Point placement records
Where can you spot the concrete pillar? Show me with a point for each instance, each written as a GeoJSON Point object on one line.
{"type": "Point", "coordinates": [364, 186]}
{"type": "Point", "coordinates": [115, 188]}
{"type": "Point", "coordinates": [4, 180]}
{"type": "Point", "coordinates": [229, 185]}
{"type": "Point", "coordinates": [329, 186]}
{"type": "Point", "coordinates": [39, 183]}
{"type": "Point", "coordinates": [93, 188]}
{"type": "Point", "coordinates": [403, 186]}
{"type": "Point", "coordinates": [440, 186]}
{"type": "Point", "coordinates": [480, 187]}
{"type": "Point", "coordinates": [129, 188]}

### TASK BRIEF
Rewrite the records as a two-column CSV with the headers "request" and "answer", one row per record. Put each value in a single quoted field, with line breaks replaced by spaces.

### EXERCISE SOLUTION
request,answer
"Where can you spot the concrete pillar? Show me with a point for each instance, each written as a GeoJSON Point object on one line.","{""type"": ""Point"", ""coordinates"": [364, 186]} {""type"": ""Point"", ""coordinates"": [115, 188]} {""type"": ""Point"", ""coordinates"": [4, 180]} {""type"": ""Point"", ""coordinates"": [229, 185]} {""type"": ""Point"", ""coordinates"": [329, 186]} {""type"": ""Point"", ""coordinates"": [39, 183]} {""type"": ""Point"", ""coordinates"": [93, 188]} {""type"": ""Point"", ""coordinates"": [403, 186]} {""type"": ""Point"", ""coordinates"": [440, 186]} {""type"": ""Point"", ""coordinates"": [480, 187]} {""type"": ""Point"", ""coordinates"": [129, 188]}"